● **Extrait choisi**:
Stephanie Moser : Non. Je comprends l’insatisfaction que peuvent ressentir celles et ceux qui consentent à des efforts personnels, mais constatent que ce qui est entrepris à une échelle plus grande, à l’inverse, ne va pas assez loin. Néanmoins, les petites initiatives sont capitales, car elles sont parfois à l’origine de projets de plus grande envergure. C’est pourquoi j’œuvre, en tant que scientifique, à établir les conditions-cadres qui sont propices à l’émergence de petites initiatives qui facilitent l’adoption d’un mode de vie plus écologique.

Dans le cadre de vos travaux, quels types d’initiatives avez-vous eu l’occasion d’étudier ?

Il existe, en Suisse et dans le monde, des formes extrêmement variées d’initiatives qui connaissent une croissance très dynamique : magasins en vrac, Repair Cafés, ateliers de fabrication d’installations solaires, bourses d’échange et de prêt, etc. Toutes sont nées de l’engagement volontaire de petits groupes de personnes. Toutes expérimentent une nouvelle forme d’économie, qui met l’accent sur la responsabilité sociétale plutôt que sur le profit.

Il s’agit avant tout d’offrir aux clientes et aux clients la possibilité d’accéder à des produits respectueux de l’environnement et des ressources, de la façon la plus simple. Pour les personnes à l’origine de telles initiatives, il est également important que leurs idées soient reprises par d’autres. La grande diversité des initiatives proposées constitue à mes yeux un signe particulièrement encourageant.

Auriez-vous un exemple concret à nous donner ?

Oui, un projet passionnant a vu le jour en Suède, par exemple. Il s’agit du centre commercial de Retuna qui vend exclusivement des articles issus d’une déchetterie affiliée et ayant au préalable fait l’objet d’un recyclage ou surcyclage – le surcyclage consistant à créer des produits neufs à partir de matières de rebut.

(Extraits d’un jeu de données d’annotation de lieux)

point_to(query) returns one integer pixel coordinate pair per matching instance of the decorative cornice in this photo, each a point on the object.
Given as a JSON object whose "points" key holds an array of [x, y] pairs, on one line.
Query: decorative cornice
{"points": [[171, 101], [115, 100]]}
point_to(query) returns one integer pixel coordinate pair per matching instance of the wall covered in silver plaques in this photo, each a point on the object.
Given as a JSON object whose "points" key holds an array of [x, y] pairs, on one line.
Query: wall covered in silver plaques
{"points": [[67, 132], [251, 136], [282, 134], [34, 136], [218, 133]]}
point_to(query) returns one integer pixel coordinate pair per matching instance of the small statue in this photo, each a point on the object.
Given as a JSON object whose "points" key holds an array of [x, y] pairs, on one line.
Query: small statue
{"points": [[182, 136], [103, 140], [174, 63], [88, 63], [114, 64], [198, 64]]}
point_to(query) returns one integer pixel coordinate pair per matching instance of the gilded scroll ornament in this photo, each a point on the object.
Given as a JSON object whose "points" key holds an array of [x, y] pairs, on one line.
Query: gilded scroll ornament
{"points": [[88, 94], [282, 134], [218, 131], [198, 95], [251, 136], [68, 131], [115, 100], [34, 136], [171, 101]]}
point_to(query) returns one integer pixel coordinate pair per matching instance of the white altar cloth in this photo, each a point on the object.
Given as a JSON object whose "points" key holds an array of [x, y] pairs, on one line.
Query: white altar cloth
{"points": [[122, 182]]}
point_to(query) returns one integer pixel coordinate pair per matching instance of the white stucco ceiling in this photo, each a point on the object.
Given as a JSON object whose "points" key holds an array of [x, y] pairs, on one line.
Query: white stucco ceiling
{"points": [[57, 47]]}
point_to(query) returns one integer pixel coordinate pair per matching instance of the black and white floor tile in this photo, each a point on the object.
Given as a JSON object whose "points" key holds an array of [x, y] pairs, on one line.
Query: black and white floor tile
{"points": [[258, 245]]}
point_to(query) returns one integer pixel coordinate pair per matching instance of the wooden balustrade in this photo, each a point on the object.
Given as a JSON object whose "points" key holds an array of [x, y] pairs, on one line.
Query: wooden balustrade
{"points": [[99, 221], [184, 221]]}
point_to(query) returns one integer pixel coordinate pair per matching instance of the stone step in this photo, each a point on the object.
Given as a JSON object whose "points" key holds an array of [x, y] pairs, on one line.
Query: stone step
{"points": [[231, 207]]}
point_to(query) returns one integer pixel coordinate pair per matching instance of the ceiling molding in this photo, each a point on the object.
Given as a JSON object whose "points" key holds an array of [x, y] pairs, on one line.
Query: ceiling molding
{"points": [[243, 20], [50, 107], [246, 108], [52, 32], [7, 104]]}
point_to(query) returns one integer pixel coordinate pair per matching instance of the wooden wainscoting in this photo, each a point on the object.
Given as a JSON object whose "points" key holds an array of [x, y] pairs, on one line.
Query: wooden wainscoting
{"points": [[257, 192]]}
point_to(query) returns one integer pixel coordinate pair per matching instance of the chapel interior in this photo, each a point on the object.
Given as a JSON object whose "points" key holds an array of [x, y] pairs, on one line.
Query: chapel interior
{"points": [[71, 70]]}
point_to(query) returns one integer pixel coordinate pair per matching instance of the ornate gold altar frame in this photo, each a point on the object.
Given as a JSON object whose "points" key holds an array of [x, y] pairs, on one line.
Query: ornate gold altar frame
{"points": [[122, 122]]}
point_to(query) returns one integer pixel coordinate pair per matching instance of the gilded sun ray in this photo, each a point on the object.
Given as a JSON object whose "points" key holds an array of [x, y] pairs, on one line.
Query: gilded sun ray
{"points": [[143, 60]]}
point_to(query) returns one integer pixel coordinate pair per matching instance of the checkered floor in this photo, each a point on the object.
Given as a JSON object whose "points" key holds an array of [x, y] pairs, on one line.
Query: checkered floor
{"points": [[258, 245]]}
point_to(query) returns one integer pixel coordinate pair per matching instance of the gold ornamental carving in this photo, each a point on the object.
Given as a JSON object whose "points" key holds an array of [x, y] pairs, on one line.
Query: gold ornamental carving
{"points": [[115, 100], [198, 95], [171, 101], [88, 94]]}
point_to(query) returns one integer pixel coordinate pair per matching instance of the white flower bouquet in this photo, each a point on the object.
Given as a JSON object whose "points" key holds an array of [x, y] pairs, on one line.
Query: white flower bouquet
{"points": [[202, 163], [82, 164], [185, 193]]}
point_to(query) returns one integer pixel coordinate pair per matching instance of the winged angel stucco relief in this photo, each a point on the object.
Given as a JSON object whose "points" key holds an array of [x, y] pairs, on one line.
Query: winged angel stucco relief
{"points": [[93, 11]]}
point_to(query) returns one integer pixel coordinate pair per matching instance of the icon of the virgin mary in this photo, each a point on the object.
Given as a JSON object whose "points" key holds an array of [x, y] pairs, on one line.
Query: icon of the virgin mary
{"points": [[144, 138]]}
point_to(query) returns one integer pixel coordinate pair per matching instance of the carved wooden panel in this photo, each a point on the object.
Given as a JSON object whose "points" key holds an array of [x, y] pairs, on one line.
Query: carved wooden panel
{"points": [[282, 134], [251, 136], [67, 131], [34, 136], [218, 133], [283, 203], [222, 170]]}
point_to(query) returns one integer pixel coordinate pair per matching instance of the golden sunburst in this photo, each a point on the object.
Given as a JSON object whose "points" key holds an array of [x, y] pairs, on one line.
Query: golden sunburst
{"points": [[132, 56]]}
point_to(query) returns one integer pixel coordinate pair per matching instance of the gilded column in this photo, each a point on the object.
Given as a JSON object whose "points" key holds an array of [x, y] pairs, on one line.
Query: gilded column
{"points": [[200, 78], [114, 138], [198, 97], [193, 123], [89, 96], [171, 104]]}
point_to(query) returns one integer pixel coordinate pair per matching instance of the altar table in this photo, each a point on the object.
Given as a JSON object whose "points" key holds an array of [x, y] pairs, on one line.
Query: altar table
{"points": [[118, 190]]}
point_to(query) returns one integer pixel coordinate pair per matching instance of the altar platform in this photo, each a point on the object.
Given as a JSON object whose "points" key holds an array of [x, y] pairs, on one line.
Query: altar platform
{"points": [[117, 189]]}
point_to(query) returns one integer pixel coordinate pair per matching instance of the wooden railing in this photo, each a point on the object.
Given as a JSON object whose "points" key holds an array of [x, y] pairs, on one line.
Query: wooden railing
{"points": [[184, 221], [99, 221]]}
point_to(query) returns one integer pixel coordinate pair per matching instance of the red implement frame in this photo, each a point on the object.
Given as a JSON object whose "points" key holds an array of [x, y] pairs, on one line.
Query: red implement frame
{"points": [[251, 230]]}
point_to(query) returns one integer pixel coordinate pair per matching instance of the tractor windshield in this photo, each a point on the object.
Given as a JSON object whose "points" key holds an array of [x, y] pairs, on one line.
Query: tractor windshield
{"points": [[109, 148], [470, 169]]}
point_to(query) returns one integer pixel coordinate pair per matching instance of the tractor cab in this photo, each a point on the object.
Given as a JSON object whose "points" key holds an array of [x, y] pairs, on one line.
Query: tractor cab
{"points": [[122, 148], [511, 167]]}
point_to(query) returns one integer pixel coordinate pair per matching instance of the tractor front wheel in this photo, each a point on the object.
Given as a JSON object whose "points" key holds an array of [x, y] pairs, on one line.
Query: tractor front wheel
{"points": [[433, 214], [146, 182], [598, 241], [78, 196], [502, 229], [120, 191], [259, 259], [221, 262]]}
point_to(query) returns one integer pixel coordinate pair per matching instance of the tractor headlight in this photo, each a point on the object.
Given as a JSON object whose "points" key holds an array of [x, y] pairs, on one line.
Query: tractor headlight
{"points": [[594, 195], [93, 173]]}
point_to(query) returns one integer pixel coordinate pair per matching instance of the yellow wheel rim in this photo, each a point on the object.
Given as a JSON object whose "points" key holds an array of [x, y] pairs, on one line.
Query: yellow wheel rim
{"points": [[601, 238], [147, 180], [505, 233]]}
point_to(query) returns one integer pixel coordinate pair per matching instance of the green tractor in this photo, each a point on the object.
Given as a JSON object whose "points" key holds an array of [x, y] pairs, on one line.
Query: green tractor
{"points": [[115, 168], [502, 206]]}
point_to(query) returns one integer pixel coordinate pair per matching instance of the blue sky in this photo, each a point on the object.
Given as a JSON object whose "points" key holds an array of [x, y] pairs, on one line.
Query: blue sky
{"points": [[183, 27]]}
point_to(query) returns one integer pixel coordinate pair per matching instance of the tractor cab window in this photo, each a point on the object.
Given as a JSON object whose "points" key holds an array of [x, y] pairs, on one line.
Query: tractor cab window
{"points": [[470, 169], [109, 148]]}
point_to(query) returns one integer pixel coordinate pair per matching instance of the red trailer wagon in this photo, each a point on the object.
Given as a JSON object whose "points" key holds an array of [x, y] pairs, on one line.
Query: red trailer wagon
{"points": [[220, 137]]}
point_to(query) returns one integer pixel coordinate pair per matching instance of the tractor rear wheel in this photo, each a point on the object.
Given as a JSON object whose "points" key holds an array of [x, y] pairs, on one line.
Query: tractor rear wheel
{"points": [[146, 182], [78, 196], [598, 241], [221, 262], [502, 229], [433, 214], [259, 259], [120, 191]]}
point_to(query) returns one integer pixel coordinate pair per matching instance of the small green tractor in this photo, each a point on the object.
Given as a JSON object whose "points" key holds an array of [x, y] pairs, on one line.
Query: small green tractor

● **Consignes**:
a - Réécrivez sous forme de liste le paragraphe de l’extrait choisi qui commence par « Il existe, en Suisse et dans le monde » en conservant ses faits principaux.
b - D’après l’extrait choisi, que vend exclusivement le centre commercial de Retuna, en Suède ?

● **Réponses**:
a -
- En Suisse et dans le monde, il existe des initiatives extrêmement variées dont la croissance est très dynamique.
- Parmi elles figurent les magasins en vrac, les Repair Cafés, les ateliers de fabrication d’installations solaires et les bourses d’échange et de prêt.
- Toutes sont nées de l’engagement volontaire de petits groupes de personnes.
- Toutes expérimentent une nouvelle forme d’économie qui met l’accent sur la responsabilité sociétale plutôt que sur le profit.

b - Il vend exclusivement des articles issus d’une déchetterie affiliée qui ont auparavant fait l’objet d’un recyclage ou d’un surcyclage.